### GIVEN RECORDS:
— start —

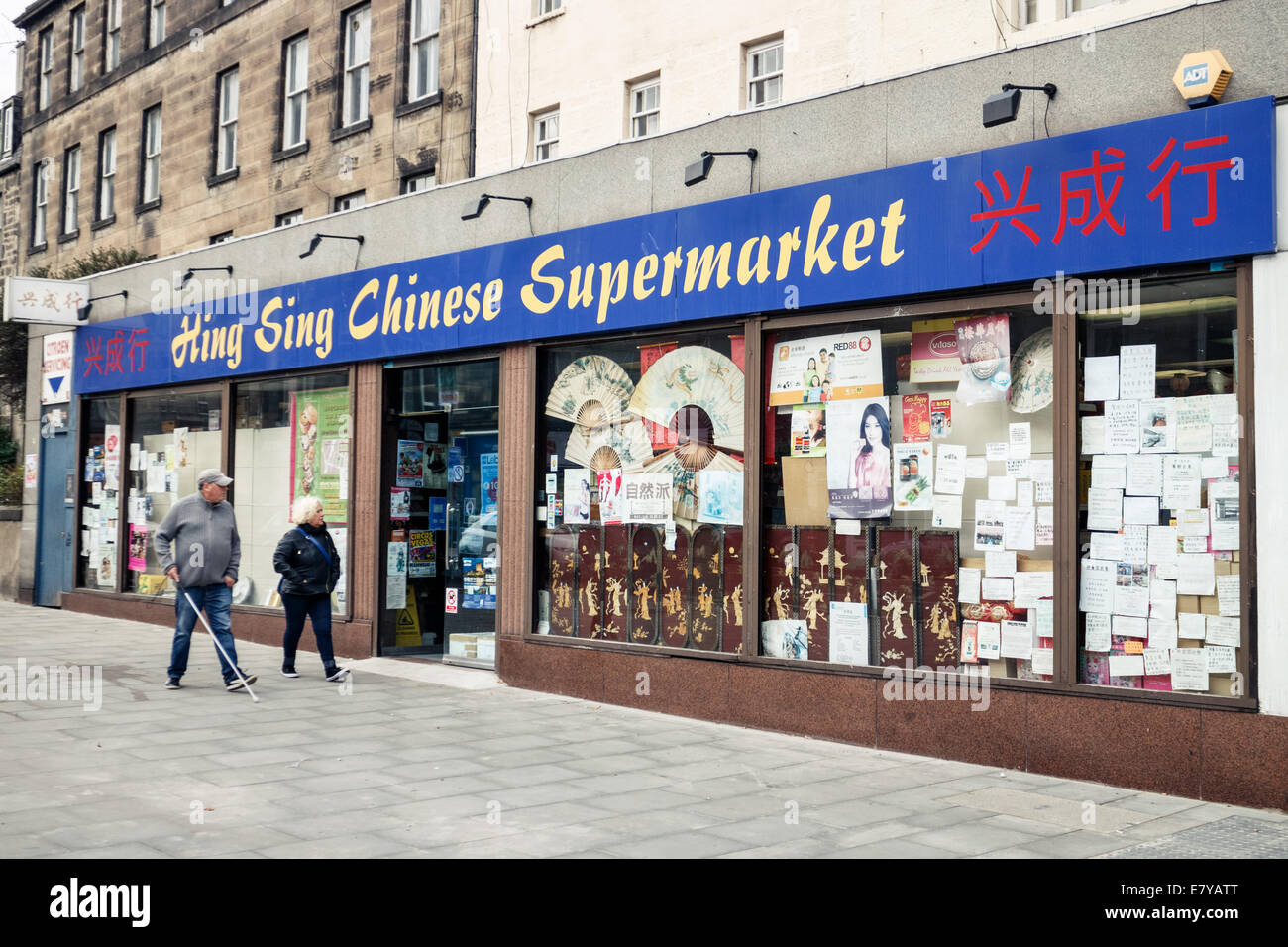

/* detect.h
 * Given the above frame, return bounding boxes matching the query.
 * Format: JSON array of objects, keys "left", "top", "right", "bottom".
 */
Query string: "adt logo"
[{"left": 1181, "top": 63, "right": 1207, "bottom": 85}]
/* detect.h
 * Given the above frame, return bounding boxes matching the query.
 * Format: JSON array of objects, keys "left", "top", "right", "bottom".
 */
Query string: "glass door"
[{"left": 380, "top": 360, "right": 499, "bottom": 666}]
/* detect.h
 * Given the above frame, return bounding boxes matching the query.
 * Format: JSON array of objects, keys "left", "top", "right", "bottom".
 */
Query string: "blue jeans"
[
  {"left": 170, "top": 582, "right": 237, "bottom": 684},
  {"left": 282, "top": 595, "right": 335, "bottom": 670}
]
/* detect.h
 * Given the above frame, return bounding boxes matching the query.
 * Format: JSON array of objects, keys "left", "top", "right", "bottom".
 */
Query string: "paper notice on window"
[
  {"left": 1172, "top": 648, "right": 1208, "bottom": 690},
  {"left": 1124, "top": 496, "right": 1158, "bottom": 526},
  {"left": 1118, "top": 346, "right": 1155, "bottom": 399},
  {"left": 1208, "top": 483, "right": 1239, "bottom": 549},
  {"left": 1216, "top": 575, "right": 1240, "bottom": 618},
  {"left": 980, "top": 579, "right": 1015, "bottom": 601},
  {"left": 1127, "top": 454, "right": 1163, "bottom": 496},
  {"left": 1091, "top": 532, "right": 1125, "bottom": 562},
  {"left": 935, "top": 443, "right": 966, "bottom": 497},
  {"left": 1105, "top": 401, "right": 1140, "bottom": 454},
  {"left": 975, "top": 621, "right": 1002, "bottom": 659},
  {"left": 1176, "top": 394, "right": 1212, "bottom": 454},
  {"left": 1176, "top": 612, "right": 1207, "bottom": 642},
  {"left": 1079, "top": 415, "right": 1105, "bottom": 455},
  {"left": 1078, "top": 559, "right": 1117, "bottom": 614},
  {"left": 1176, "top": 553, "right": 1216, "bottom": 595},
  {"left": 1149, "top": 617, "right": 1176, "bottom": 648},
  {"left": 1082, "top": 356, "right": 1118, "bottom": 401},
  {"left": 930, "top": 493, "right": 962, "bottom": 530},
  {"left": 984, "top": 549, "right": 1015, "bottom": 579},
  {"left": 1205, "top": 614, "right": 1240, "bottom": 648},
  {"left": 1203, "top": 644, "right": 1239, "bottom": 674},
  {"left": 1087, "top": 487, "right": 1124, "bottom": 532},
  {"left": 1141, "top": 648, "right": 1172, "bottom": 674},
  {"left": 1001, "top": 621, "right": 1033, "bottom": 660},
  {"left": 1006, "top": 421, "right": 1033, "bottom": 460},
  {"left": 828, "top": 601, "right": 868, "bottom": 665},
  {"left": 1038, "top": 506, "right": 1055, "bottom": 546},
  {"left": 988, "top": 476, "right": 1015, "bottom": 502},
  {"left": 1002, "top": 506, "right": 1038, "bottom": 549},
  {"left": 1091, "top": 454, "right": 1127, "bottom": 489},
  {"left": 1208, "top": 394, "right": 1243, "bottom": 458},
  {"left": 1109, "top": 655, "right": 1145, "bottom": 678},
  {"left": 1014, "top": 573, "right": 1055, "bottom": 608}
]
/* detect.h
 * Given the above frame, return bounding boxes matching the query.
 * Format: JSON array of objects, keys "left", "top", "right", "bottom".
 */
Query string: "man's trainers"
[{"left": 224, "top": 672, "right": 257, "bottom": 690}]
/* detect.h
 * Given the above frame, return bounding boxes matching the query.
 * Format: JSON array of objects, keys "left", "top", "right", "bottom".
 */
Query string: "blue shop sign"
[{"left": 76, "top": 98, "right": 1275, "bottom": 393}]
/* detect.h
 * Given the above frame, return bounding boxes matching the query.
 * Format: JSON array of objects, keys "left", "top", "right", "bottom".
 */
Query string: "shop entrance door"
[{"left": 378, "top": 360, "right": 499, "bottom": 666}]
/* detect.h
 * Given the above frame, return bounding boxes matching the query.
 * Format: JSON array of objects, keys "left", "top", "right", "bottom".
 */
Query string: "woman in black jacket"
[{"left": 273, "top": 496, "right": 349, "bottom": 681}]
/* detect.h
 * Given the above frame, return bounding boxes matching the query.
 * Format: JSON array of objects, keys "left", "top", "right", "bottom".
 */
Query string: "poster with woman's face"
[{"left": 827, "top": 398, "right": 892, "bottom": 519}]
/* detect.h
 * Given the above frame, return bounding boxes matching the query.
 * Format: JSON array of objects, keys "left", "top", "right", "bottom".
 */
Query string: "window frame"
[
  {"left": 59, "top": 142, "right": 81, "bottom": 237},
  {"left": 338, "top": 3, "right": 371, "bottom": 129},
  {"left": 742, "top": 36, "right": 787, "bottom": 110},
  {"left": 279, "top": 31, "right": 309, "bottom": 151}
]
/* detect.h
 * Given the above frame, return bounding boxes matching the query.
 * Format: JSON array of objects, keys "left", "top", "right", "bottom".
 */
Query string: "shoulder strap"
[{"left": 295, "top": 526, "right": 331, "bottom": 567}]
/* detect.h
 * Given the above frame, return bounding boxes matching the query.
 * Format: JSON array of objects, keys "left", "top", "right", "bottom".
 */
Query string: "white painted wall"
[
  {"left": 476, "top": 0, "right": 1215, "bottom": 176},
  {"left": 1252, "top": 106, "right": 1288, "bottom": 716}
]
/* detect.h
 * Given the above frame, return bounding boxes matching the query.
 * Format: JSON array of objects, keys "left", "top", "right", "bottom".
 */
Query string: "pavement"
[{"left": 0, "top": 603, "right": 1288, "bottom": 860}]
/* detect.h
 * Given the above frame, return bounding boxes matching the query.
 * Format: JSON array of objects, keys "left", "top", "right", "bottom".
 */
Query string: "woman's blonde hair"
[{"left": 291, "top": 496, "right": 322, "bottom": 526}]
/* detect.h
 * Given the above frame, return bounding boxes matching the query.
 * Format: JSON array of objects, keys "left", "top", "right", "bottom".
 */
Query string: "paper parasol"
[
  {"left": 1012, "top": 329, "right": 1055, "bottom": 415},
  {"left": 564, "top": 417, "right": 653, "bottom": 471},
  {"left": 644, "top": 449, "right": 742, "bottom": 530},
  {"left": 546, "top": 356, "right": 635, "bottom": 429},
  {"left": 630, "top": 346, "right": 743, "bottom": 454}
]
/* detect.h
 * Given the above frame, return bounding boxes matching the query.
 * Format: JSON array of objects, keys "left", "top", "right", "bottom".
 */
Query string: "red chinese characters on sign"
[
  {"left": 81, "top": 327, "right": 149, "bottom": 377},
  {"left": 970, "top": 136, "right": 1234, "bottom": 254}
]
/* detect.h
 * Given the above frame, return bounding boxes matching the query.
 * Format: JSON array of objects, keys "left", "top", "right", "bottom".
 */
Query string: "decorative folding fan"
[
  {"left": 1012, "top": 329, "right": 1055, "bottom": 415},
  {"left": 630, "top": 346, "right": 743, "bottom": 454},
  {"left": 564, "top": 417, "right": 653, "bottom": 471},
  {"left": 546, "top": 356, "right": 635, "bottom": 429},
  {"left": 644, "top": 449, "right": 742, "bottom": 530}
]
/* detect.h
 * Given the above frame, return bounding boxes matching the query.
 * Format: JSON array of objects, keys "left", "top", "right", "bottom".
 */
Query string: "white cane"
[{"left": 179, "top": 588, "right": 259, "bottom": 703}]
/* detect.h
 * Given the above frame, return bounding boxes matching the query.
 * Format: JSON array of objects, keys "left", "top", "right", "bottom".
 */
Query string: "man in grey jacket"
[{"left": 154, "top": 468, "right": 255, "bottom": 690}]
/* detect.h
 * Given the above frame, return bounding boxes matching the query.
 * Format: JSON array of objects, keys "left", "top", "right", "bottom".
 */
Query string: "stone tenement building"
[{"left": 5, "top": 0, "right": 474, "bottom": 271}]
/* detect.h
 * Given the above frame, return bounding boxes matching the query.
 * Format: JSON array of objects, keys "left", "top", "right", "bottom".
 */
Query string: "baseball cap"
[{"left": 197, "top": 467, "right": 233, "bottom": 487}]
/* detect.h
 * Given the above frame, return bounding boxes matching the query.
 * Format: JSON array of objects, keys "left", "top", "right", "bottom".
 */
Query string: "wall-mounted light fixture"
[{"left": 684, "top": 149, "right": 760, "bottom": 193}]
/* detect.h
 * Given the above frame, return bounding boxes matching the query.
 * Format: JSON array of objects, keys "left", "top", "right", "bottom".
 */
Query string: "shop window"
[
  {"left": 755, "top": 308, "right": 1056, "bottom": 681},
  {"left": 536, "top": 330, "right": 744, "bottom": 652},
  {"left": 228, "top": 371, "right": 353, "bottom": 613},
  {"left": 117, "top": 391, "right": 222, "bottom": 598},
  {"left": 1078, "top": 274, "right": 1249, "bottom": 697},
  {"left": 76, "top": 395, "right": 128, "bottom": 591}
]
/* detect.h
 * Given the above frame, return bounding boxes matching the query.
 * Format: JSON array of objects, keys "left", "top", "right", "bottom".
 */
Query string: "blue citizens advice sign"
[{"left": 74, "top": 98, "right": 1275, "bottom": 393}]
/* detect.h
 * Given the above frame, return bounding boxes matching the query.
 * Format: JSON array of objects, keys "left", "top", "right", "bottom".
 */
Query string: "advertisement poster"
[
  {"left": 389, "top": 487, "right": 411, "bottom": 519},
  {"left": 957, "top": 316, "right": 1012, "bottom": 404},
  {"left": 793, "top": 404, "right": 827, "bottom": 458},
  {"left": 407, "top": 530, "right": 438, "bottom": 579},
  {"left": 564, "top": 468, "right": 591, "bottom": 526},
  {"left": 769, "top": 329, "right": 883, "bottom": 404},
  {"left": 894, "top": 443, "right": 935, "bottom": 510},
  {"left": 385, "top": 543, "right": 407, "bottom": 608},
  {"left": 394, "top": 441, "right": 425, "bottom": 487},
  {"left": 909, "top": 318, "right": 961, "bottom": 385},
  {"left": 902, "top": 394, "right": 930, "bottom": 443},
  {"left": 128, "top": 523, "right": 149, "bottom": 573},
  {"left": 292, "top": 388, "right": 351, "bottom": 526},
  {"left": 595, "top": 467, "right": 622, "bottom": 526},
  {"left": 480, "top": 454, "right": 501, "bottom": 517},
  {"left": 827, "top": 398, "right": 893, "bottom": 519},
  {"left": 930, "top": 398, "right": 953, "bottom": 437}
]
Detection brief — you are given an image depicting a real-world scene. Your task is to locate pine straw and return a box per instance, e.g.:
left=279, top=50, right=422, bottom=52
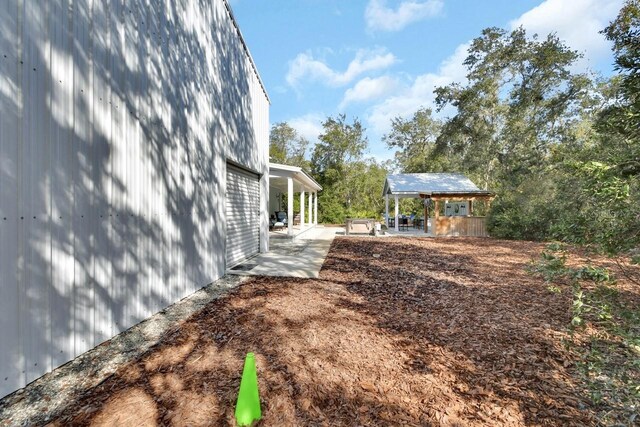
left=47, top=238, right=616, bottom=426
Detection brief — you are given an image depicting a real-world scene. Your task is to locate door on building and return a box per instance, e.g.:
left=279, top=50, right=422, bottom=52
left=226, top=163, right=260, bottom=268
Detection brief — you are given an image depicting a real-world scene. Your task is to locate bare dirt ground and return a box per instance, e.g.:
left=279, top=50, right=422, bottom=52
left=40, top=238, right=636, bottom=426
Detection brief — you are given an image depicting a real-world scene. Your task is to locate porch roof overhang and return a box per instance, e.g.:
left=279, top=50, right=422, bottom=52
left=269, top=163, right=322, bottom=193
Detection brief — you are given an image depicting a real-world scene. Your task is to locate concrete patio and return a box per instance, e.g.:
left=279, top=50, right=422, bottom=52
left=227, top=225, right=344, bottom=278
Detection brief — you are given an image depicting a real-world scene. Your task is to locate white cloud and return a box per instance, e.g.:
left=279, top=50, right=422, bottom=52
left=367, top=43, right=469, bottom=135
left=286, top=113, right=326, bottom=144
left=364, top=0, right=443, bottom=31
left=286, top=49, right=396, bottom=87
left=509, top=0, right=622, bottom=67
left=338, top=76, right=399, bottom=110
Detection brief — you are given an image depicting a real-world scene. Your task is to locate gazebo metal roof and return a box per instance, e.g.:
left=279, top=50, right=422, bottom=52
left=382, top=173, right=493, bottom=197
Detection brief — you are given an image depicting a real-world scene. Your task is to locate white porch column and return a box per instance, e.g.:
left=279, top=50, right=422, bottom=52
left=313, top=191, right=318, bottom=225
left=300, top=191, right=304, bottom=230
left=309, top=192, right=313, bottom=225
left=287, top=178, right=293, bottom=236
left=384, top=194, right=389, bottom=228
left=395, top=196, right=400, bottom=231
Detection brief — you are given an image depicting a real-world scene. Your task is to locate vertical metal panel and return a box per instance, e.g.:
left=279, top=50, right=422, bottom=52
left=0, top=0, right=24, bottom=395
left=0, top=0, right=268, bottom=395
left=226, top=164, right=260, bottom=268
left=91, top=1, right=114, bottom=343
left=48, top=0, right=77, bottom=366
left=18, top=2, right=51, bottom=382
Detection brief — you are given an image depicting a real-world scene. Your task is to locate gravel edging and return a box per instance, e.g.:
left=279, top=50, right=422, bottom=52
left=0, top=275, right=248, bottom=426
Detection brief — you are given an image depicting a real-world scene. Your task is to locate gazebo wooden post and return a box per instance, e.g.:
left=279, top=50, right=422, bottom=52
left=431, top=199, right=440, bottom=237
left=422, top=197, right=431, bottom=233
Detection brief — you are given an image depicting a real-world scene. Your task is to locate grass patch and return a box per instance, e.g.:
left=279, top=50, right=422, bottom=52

— end —

Copy everything from the line containing "locate gazebo metal" down to the line containing "left=395, top=196, right=400, bottom=231", both of those lines included, reproducing each entry line verbatim.

### FINISHED ANSWER:
Detection brief — you are given an image depicting a real-world scene. Your task is to locate gazebo metal roof and return a box per instance, e.g.:
left=279, top=50, right=422, bottom=52
left=382, top=173, right=493, bottom=197
Detection brief — you are given an image depicting a real-world scene. Your task is to locate white porch column and return a box per instance, e.g.:
left=279, top=50, right=422, bottom=52
left=313, top=191, right=318, bottom=225
left=300, top=191, right=304, bottom=230
left=309, top=192, right=313, bottom=225
left=287, top=178, right=293, bottom=236
left=384, top=194, right=389, bottom=228
left=395, top=196, right=400, bottom=231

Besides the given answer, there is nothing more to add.